SUPPLIED PASSAGE:
☆ ☆ ☆

In a two-part article called, “Why I Give My 9-Year-Old Pot”, writer and parent Marie Myung-Ok Lee talks about using cannabis as a therapy to treat her nine-year-old son’s pain, irritable bowel, and other effects from his autism. You should really read Part One and Part Two in full, but I will just give you some snippets of the positive responses this little boy named “J.” has experienced from medical marijuana:
My son J has autism. He’s also had two serious surgeries for a spinal cord tumor and has an inflammatory bowel condition, all of which may be causing him pain, if he could tell us.
We made the cookies with the marijuana olive oil, starting J off with half a small cookie, eaten after dinner. J normally goes to bed around 7:30 p.m.; by 6:30 he declared he was tired and conked out. We checked on him hourly. As we anxiously peeked in, half-expecting some red-eyed ogre from Reefer Madness to come leaping out at us, we saw instead that he was sleeping peacefully. Usually, his sleep is shallow and restless. J also woke up happy.
[S]ince we started him on his “special tea,” J’s little face, which is sometimes a mask of pain, has softened. He smiles more.
[My mother] remarked that J seems calmer. As we were preparing for a trip to the park, J disappeared, and we wondered if he was going to throw one of his tantrums. Instead, he returned with Grandma’s shoes, laying them in front of her, even carefully adjusting them so that they were parallel and easy to step into. He looked into her face, and smiled.

☆ ☆ ☆

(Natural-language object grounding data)
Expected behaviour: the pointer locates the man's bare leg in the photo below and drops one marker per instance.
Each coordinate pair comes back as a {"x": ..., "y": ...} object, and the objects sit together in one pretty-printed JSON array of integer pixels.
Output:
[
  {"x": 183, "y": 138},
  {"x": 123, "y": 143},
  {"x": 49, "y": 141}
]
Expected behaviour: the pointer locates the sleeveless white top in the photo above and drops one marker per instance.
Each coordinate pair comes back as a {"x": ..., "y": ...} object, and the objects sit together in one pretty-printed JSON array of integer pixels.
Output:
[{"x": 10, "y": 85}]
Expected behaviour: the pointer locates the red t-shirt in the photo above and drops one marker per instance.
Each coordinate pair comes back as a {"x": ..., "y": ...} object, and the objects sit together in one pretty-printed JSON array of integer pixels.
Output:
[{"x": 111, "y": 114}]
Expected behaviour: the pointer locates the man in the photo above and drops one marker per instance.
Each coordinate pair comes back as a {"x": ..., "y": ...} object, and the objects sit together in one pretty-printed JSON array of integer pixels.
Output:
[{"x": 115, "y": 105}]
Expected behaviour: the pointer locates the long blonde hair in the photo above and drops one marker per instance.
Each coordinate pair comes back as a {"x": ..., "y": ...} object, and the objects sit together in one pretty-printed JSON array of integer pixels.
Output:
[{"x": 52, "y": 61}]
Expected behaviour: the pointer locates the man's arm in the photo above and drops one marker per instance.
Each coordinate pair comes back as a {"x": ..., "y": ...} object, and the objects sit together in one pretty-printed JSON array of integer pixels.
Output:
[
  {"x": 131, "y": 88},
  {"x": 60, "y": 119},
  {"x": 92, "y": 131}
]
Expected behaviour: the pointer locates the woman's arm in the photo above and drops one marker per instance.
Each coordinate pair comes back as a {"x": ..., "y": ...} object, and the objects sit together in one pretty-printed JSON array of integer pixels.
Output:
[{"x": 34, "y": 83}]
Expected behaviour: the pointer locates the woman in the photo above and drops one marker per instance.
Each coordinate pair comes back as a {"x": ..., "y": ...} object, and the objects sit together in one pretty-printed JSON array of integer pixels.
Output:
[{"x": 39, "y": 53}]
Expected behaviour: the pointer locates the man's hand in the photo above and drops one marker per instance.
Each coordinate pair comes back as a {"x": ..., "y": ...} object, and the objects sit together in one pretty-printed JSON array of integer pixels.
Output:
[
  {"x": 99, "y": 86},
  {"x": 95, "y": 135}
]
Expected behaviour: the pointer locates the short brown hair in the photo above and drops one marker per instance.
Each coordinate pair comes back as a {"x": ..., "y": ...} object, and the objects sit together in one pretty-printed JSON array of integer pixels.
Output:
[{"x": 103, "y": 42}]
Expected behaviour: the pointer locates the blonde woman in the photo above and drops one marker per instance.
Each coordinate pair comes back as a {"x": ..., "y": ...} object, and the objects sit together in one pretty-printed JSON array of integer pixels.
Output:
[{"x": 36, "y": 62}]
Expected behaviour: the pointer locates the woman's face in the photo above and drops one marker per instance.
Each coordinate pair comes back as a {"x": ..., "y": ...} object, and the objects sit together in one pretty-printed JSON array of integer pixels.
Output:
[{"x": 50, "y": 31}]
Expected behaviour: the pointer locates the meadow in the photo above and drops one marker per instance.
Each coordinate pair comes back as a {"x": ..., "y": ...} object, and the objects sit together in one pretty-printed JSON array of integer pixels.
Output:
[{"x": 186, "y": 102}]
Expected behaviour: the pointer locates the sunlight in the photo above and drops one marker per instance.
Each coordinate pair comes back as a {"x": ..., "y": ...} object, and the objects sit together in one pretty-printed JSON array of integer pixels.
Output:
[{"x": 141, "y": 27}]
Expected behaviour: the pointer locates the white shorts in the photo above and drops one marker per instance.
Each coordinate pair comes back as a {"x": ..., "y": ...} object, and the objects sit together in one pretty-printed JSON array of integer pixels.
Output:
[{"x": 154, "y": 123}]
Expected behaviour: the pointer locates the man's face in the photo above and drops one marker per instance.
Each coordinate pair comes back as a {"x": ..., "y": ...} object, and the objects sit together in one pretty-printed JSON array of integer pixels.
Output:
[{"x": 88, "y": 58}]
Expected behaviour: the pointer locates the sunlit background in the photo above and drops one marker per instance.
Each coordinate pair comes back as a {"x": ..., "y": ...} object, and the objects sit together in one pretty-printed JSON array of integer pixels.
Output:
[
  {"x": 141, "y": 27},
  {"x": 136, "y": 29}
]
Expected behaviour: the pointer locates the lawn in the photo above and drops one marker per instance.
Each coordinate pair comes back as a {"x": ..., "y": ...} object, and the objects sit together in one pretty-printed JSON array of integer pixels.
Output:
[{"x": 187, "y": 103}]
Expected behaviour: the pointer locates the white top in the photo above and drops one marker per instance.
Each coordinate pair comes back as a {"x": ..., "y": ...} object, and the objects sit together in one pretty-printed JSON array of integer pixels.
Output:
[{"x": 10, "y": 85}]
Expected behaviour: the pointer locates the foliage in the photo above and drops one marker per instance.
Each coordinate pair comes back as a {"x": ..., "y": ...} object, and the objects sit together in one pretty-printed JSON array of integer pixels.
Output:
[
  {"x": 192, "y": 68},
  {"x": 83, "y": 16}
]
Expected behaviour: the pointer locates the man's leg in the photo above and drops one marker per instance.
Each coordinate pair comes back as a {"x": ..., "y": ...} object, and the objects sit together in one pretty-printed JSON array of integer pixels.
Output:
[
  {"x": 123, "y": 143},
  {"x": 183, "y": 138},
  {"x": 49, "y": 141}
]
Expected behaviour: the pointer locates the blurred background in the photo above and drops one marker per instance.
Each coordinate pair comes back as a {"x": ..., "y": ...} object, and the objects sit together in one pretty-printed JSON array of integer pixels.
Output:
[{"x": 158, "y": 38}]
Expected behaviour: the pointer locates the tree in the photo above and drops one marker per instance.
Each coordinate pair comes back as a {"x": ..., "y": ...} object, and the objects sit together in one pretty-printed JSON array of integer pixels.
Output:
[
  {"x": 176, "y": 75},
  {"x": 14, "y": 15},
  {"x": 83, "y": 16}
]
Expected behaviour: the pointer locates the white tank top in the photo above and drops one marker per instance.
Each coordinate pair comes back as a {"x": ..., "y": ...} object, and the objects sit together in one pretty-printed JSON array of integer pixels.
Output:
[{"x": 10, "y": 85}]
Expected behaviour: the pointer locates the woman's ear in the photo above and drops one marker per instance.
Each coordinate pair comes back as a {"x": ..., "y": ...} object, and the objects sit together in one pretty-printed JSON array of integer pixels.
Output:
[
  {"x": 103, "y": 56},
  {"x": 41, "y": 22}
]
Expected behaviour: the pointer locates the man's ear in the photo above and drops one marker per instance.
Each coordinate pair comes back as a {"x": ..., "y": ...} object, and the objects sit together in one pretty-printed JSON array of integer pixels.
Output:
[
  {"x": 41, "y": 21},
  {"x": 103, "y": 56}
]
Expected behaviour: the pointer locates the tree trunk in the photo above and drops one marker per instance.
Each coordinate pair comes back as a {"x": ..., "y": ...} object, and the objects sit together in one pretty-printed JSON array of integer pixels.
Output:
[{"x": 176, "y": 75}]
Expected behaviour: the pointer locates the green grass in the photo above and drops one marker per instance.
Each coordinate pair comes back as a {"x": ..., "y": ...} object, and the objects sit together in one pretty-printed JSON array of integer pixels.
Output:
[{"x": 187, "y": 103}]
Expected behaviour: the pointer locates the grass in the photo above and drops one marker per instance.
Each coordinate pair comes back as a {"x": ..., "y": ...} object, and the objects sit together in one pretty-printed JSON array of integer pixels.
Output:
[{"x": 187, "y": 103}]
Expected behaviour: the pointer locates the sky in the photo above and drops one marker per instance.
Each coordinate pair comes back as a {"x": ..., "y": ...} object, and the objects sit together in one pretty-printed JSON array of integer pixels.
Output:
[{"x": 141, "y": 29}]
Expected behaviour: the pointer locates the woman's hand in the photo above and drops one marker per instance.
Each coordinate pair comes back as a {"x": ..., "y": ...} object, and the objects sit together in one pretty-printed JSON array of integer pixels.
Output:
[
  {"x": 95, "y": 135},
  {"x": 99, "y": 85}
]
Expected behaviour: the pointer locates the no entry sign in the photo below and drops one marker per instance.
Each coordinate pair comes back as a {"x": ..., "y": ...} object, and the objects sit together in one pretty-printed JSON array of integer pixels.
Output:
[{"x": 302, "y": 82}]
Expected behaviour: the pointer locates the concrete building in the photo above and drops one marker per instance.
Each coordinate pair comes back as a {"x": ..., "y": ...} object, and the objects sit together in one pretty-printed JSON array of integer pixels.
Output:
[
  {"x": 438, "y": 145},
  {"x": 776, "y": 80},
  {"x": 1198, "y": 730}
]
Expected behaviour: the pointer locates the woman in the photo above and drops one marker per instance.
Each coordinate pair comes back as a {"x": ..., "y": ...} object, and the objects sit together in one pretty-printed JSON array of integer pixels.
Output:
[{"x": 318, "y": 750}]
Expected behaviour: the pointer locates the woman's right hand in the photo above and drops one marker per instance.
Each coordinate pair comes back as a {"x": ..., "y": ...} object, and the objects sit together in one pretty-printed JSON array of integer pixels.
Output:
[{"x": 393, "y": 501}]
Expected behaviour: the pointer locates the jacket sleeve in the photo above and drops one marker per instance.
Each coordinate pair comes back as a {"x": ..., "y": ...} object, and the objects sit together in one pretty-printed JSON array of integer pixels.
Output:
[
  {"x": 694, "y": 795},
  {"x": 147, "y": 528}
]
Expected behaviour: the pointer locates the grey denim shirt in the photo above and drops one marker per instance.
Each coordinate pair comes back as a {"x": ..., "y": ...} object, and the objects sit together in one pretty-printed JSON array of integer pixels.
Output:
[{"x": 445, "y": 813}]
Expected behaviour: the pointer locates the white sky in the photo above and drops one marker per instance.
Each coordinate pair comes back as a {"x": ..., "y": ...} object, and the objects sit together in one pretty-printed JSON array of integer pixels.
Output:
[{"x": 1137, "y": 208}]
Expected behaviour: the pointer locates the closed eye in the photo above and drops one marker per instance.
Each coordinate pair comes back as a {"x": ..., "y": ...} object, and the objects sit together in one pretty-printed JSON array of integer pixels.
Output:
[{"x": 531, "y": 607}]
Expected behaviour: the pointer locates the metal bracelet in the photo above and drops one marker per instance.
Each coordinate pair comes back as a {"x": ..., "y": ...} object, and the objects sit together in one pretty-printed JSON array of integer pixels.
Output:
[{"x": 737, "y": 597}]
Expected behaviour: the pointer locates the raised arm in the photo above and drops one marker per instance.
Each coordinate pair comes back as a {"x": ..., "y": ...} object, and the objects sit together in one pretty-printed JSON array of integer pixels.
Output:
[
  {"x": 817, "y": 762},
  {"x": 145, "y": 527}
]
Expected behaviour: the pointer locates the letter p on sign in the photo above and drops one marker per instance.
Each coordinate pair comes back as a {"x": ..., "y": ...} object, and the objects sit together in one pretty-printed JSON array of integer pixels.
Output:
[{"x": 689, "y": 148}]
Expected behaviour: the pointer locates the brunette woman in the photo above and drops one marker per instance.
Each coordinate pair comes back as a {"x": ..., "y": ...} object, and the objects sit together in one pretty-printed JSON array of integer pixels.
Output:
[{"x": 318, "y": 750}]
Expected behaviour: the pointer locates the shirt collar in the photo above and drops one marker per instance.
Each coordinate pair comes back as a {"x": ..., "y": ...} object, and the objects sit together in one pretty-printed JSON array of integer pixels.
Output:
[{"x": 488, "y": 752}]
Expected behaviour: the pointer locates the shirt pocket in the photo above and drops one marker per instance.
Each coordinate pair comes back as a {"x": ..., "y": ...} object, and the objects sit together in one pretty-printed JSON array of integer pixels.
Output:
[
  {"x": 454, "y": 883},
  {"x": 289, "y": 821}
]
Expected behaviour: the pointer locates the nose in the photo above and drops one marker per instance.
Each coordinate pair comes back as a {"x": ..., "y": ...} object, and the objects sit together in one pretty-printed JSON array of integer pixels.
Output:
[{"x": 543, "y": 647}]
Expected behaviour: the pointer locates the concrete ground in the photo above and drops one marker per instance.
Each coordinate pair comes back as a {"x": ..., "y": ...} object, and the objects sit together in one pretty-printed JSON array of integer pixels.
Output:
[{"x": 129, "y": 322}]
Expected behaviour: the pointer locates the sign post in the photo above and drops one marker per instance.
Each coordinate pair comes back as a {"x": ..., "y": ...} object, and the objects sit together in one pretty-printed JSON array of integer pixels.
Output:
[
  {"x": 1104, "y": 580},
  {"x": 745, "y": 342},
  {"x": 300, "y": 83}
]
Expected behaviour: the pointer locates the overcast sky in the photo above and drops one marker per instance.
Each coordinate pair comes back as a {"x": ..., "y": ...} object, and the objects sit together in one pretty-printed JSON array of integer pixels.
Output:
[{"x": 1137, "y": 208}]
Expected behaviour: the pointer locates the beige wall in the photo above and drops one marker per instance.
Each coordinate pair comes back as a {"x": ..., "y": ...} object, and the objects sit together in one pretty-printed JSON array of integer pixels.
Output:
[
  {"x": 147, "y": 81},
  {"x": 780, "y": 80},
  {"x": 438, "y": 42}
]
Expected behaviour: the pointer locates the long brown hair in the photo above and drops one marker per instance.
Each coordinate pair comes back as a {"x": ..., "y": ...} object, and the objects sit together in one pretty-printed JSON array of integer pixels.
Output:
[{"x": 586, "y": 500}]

☆ ☆ ☆

WORK TO COMPLETE:
Reproduce the section of the medical marijuana article that opens with the words "[S]ince we started" and closes with "face, and smiled.".

EXPECTED ANSWER:
[S]ince we started him on his “special tea,” J’s little face, which is sometimes a mask of pain, has softened. He smiles more.
[My mother] remarked that J seems calmer. As we were preparing for a trip to the park, J disappeared, and we wondered if he was going to throw one of his tantrums. Instead, he returned with Grandma’s shoes, laying them in front of her, even carefully adjusting them so that they were parallel and easy to step into. He looked into her face, and smiled.